** Opening Excerpt to read block **

Adam participated with other scholars of his time, among whom were Michael Toxites, Adam Schröter, George Forberger, Balthasar Fliiter, and Gerard Dorn, in the translation, editing and publication of works by Paracelsus still in manuscript. He preceded these editions with prefatory remarks of his own. His chief contemporary rival in the interpretation of Paracelsus was Leo Suavus (Jacques Gohory).
In close association with Paracelsus’ special predilection for the use of metallic compounds, Adam developed an interest in minerals, particularly in the traditional alchemical process of transmuting baser metals into gold. In the Epistola addressed to the Fuggers, he related the circumstances of the change in his opinion of alchemy from one of scorn and contempt for it as a suspect art and for those who wrote on it as evil men, to a belief in the verity of alchemy and of the philosophers’ stone. This change he attributed to his discovery of the famous alchemical tract, the Rosarium, of Arnald of Villanova. On reading that work and taking cognizance of the author’s orderly procedure and the presentation of the variety of theories, persons, and scientific paraphernalia involved in the art of alchemy, Adam was convinced that the contentions of the alchemists were valid and that the transmutation of baser metals into gold was possible.
He strongly affirmed this conviction in the Isagoge, or introduction to Arnald of Villanova’s Rosarium, which he paraphrased or edited. Adam of Bodenstein went on to expound the traditional views set forth by Arnald that mercury (quicksilver) is the primary matter of metallic bodies and that sulfur and mercury, the constituents of gold, are found in the viscera of the earth. Hence, since art follows nature, one may learn to discern the causes of the transmutation of sulfur and mercury into gold by a close observation of the process in nature.
Besides the editions of Paracelsus’ works and the introduction to the paraphrase or edition of Arnald of Villanova’s Rosarium, Adam is credited with the composition of other tracts. His chief biographer, Melchior Adam, ascribed to him further tracts entitled De podagra (“On Gout”) and De herbis duodecim zodiaci signis dicatis (“On the Relation of Herbs to the Twelve Signs of the Zodiac”). Furthermore, the noted Swiss naturalist Conrad Gesner, who was Adam of Bodenstein’s contemporary, reported that he had learned about salmon from Adam.
On the whole, Adam of Bodenstein’s works contain little that is novel. Rather, as Lynn Thorndike pointed out, they demonstrate the strength of tradition in both medicine and alchemy in the sixteenth century. They do, however, exemplify the proclivity of the scholars of the time to carry on an active correspondence by means of which they exchanged views and the results of their scientific activities and discoveries.

** Closing Excerpt to read block **

What the exercise asks = Using the passage on Adam of Bodenstein, explain in one to three sentences what led Adam to change his opinion of alchemy.

** Opening Listed entries block **

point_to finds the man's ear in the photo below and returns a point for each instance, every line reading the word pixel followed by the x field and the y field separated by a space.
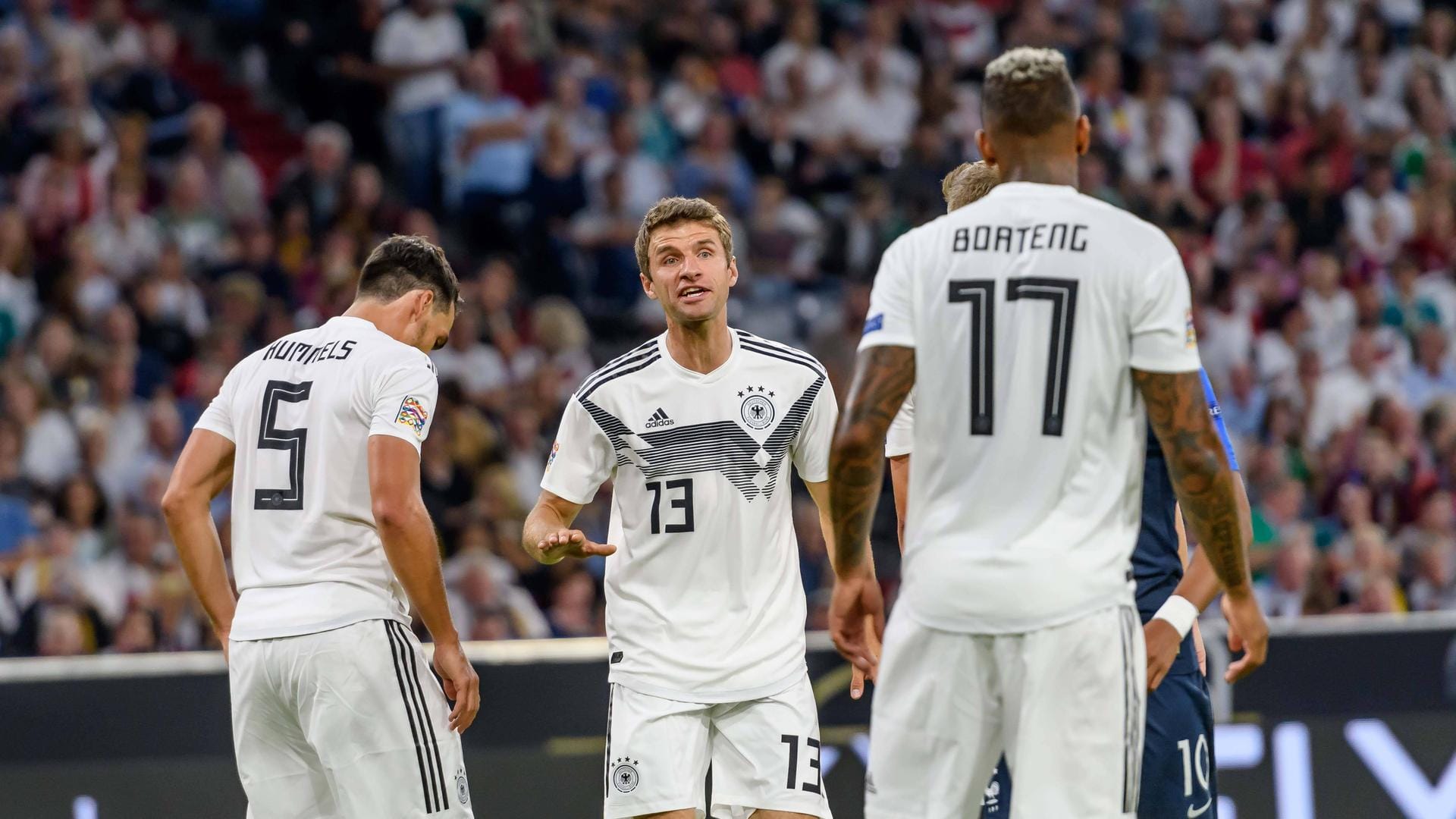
pixel 424 302
pixel 983 142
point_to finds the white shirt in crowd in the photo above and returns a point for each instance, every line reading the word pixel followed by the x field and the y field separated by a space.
pixel 406 39
pixel 981 295
pixel 306 553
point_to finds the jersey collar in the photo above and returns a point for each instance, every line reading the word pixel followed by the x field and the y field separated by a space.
pixel 693 376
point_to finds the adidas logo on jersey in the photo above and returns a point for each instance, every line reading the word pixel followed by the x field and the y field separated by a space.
pixel 658 420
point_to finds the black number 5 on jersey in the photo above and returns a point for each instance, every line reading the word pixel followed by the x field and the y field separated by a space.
pixel 683 502
pixel 294 442
pixel 981 293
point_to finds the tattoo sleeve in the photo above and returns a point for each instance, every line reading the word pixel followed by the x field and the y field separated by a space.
pixel 1200 471
pixel 883 379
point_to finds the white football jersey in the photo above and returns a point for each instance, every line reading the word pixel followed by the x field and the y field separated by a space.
pixel 1027 312
pixel 306 554
pixel 704 594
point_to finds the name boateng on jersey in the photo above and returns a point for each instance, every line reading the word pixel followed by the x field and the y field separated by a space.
pixel 704 594
pixel 306 554
pixel 1027 312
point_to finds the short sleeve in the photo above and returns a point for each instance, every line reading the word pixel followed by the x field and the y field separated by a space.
pixel 900 438
pixel 1161 309
pixel 889 321
pixel 813 444
pixel 388 42
pixel 403 403
pixel 218 414
pixel 582 458
pixel 1218 420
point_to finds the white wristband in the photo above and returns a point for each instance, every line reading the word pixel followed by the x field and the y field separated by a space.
pixel 1178 613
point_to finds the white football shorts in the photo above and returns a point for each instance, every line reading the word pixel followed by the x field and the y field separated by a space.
pixel 347 723
pixel 764 754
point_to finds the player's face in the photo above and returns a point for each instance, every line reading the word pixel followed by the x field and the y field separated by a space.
pixel 689 271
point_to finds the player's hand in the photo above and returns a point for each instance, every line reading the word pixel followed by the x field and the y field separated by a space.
pixel 856 620
pixel 1248 632
pixel 460 682
pixel 856 676
pixel 1163 649
pixel 570 542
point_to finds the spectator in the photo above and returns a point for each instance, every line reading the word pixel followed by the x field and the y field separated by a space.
pixel 1283 594
pixel 1316 212
pixel 190 219
pixel 487 156
pixel 124 240
pixel 1346 394
pixel 419 46
pixel 573 610
pixel 52 450
pixel 641 177
pixel 44 33
pixel 1379 218
pixel 606 234
pixel 1256 66
pixel 318 181
pixel 1225 167
pixel 875 115
pixel 1433 378
pixel 156 93
pixel 111 46
pixel 1331 308
pixel 714 161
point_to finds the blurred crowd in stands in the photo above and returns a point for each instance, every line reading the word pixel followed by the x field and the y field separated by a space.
pixel 1302 155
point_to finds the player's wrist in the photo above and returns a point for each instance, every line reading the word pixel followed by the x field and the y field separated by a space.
pixel 1178 613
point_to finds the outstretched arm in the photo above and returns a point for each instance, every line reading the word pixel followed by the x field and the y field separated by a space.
pixel 414 553
pixel 202 469
pixel 900 485
pixel 883 378
pixel 1204 484
pixel 819 490
pixel 548 535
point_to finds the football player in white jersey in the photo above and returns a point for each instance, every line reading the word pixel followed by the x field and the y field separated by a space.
pixel 335 711
pixel 705 608
pixel 1049 327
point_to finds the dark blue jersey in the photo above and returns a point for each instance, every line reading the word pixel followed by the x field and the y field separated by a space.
pixel 1156 567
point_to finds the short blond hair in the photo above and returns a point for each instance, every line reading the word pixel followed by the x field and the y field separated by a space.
pixel 676 210
pixel 968 183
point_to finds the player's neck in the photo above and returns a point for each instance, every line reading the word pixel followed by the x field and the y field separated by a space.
pixel 1043 169
pixel 701 347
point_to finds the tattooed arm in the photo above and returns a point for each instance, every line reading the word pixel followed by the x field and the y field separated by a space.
pixel 1206 491
pixel 856 615
pixel 883 378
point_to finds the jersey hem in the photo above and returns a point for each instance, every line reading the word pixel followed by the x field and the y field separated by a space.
pixel 1022 627
pixel 400 435
pixel 251 634
pixel 886 341
pixel 566 494
pixel 202 425
pixel 711 697
pixel 1166 366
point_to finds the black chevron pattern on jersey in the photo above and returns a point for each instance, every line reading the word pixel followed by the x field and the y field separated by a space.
pixel 715 447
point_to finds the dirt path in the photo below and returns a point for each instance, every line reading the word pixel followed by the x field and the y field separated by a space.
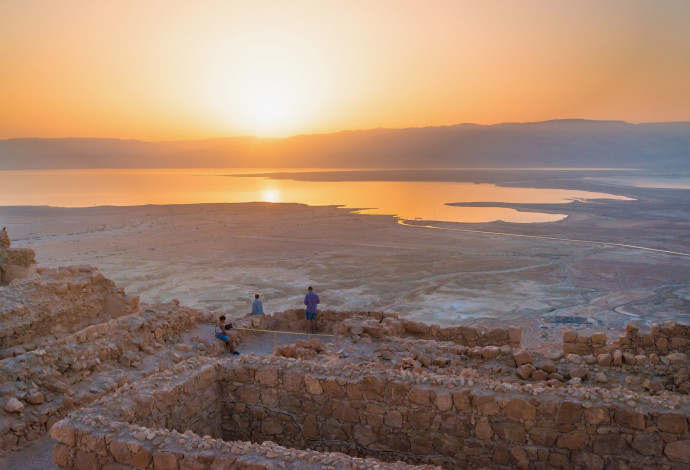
pixel 38 454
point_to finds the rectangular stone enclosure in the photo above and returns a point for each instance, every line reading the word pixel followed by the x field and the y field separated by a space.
pixel 446 421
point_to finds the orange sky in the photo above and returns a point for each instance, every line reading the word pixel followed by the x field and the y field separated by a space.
pixel 163 70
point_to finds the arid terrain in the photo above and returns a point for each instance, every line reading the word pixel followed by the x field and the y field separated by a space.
pixel 216 256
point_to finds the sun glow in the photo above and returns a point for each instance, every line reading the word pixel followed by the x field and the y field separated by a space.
pixel 270 195
pixel 270 85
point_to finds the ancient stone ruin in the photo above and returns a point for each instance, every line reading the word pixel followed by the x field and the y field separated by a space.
pixel 120 384
pixel 15 263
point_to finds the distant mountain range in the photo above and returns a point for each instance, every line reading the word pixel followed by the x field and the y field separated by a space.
pixel 558 144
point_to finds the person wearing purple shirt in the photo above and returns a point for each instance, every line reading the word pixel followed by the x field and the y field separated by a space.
pixel 311 300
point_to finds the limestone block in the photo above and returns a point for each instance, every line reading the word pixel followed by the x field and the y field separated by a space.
pixel 520 409
pixel 522 356
pixel 580 349
pixel 675 423
pixel 678 451
pixel 14 406
pixel 569 413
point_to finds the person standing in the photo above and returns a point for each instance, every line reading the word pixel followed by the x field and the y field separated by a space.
pixel 222 334
pixel 311 300
pixel 257 306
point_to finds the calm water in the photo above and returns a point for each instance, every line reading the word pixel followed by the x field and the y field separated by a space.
pixel 660 182
pixel 403 199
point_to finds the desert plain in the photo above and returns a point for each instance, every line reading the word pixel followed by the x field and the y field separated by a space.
pixel 216 256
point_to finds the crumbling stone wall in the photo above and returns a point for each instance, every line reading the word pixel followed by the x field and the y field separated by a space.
pixel 662 339
pixel 476 426
pixel 391 325
pixel 583 345
pixel 56 303
pixel 37 388
pixel 109 434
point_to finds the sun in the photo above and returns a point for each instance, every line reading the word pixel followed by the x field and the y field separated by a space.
pixel 270 86
pixel 270 195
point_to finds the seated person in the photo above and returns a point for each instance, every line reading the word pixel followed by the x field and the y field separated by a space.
pixel 223 335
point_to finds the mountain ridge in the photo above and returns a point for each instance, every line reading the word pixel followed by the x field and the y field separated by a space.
pixel 553 143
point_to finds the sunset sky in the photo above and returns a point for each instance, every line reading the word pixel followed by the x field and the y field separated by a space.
pixel 165 70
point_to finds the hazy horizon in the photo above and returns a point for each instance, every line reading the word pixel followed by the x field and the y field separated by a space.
pixel 353 130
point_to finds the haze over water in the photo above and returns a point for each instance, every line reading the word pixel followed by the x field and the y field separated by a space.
pixel 406 200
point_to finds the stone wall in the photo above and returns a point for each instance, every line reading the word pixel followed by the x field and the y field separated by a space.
pixel 583 345
pixel 40 387
pixel 56 303
pixel 379 325
pixel 464 335
pixel 477 426
pixel 128 430
pixel 15 263
pixel 666 338
pixel 662 339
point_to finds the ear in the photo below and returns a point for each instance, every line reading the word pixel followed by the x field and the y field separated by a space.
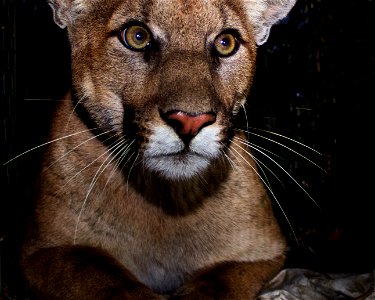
pixel 65 11
pixel 264 13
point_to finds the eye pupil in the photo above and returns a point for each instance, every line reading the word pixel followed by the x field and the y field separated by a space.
pixel 139 36
pixel 225 44
pixel 136 37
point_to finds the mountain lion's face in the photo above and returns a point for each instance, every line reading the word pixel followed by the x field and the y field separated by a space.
pixel 166 76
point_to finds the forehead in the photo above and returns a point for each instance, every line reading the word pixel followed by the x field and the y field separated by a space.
pixel 184 16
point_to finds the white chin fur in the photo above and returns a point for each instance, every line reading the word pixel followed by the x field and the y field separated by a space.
pixel 164 154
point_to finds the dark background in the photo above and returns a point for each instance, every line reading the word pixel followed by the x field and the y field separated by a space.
pixel 314 84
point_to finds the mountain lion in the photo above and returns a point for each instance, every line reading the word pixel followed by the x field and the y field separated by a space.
pixel 148 190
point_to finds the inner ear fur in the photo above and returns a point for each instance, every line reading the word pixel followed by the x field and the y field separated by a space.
pixel 265 13
pixel 65 11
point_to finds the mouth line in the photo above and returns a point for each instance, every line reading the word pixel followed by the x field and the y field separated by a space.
pixel 180 154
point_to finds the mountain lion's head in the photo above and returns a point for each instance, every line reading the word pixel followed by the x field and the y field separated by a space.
pixel 167 76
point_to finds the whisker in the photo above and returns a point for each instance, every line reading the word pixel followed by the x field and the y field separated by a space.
pixel 288 148
pixel 72 112
pixel 113 145
pixel 124 152
pixel 100 171
pixel 47 143
pixel 283 169
pixel 130 170
pixel 247 121
pixel 71 150
pixel 279 135
pixel 268 187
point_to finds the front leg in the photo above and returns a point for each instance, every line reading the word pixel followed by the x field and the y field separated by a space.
pixel 230 281
pixel 78 272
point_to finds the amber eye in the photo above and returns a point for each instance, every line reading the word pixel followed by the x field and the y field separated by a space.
pixel 226 44
pixel 136 37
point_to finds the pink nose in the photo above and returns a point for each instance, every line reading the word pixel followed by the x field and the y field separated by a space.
pixel 186 124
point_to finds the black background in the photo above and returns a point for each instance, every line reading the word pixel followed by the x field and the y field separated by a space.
pixel 314 83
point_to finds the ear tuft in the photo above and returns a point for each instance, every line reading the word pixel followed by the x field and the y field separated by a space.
pixel 65 11
pixel 265 13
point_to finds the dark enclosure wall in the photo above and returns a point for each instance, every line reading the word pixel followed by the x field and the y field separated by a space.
pixel 314 84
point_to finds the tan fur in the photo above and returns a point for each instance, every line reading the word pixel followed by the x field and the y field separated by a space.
pixel 136 221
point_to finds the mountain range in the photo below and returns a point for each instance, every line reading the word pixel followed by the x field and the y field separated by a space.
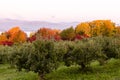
pixel 6 24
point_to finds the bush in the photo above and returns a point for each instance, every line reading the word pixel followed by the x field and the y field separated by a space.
pixel 85 52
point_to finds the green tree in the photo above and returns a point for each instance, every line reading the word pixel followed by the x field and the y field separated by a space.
pixel 68 34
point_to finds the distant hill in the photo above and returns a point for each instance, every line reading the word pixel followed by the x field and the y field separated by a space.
pixel 6 24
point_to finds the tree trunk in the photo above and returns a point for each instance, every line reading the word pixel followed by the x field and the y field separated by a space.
pixel 83 66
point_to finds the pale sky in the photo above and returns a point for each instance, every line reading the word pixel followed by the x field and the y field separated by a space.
pixel 60 10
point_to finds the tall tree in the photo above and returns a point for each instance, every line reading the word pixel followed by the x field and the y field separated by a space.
pixel 68 34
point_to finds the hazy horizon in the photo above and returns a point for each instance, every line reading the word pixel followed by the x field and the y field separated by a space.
pixel 60 10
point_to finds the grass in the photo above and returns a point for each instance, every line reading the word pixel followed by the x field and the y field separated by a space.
pixel 7 73
pixel 110 71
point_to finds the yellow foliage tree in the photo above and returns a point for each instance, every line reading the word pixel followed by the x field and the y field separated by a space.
pixel 83 28
pixel 3 38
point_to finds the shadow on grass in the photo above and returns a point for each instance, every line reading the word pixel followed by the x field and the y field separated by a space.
pixel 109 71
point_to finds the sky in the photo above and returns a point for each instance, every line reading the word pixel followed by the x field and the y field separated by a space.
pixel 60 10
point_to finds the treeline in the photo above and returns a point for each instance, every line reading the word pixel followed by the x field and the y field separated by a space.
pixel 46 49
pixel 45 56
pixel 81 31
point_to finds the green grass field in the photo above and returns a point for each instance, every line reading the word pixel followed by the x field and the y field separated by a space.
pixel 110 71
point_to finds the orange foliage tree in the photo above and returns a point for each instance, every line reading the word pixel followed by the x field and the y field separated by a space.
pixel 83 28
pixel 16 35
pixel 102 27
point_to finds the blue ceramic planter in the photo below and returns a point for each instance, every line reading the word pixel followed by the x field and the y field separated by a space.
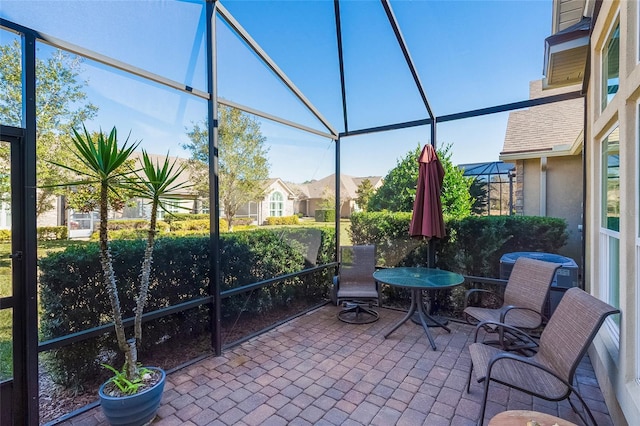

** Closing Listed entries block **

Answer for the task = Adam credited the change to finding Arnald of Villanova's alchemical tract, the Rosarium. Reading it, he was persuaded by the author's orderly procedure and by how it presented the variety of theories, persons, and scientific paraphernalia involved in alchemy. He became convinced that the alchemists' contentions were valid and that baser metals could be transmuted into gold.